* What is asked
Rewrite the records below as a JSON list of strings, with one string for each line. Skip blank lines and leave the pictures out.

* Recorded information
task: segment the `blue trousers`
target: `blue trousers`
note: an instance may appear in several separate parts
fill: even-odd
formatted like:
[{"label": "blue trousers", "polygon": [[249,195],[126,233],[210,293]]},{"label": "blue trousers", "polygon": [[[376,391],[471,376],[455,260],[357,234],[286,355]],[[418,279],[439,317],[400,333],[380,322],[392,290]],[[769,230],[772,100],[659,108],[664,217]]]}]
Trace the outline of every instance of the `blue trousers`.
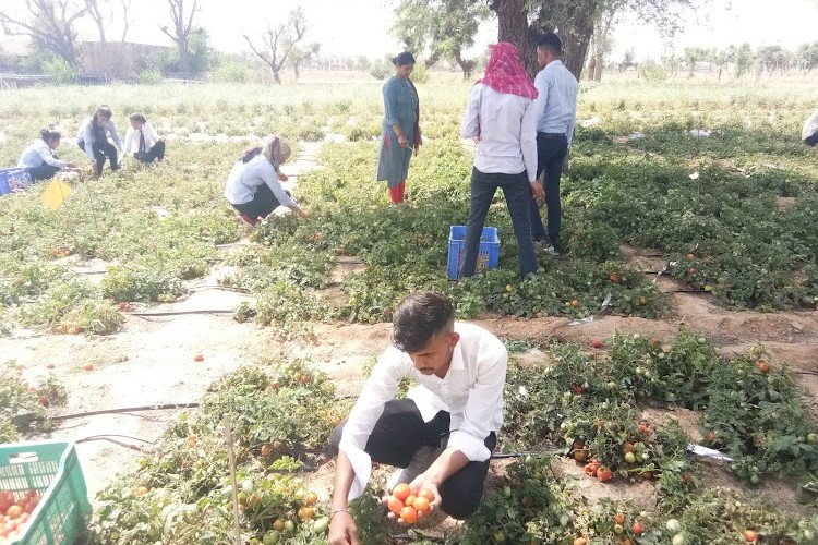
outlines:
[{"label": "blue trousers", "polygon": [[485,173],[472,168],[471,206],[469,221],[466,223],[466,240],[464,241],[464,277],[474,276],[478,254],[480,253],[480,235],[483,232],[485,216],[489,214],[489,207],[497,187],[503,190],[508,214],[512,216],[514,234],[517,238],[520,276],[537,272],[537,254],[534,253],[529,219],[529,206],[533,197],[526,171],[524,170],[519,174],[501,174]]},{"label": "blue trousers", "polygon": [[540,207],[530,198],[531,235],[534,240],[550,242],[560,251],[560,230],[563,207],[560,202],[560,178],[563,175],[563,161],[568,155],[568,138],[562,133],[537,133],[537,178],[544,171],[545,209],[549,214],[549,230],[542,225]]}]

* Exercise solution
[
  "task: segment the `blue trousers`",
  "target: `blue trousers`",
  "note: an instance may appear in several separate parts",
  "fill: even-odd",
  "formatted like:",
  "[{\"label\": \"blue trousers\", \"polygon\": [[249,195],[126,233],[210,293]]},{\"label\": \"blue trousers\", \"polygon\": [[[376,391],[471,376],[455,260],[357,234],[286,355]],[[418,279],[439,317],[400,333],[380,322],[392,290]],[[769,230],[772,100],[659,108],[664,217]]]}]",
  "Trace the outline of every instance of the `blue trousers`.",
  "outlines:",
  "[{\"label\": \"blue trousers\", \"polygon\": [[485,173],[472,168],[471,206],[469,221],[466,223],[466,240],[464,241],[464,277],[474,276],[478,254],[480,253],[480,235],[483,232],[485,216],[489,214],[489,207],[497,187],[503,190],[508,214],[512,216],[514,234],[517,238],[520,276],[537,272],[537,254],[534,253],[529,219],[529,206],[533,197],[526,171],[524,170],[519,174],[501,174]]},{\"label\": \"blue trousers\", \"polygon\": [[540,207],[530,198],[531,235],[534,240],[550,242],[560,251],[560,230],[563,207],[560,202],[560,178],[563,175],[563,161],[568,155],[568,138],[562,133],[537,133],[537,178],[544,171],[545,209],[549,214],[549,230],[542,225]]}]"
]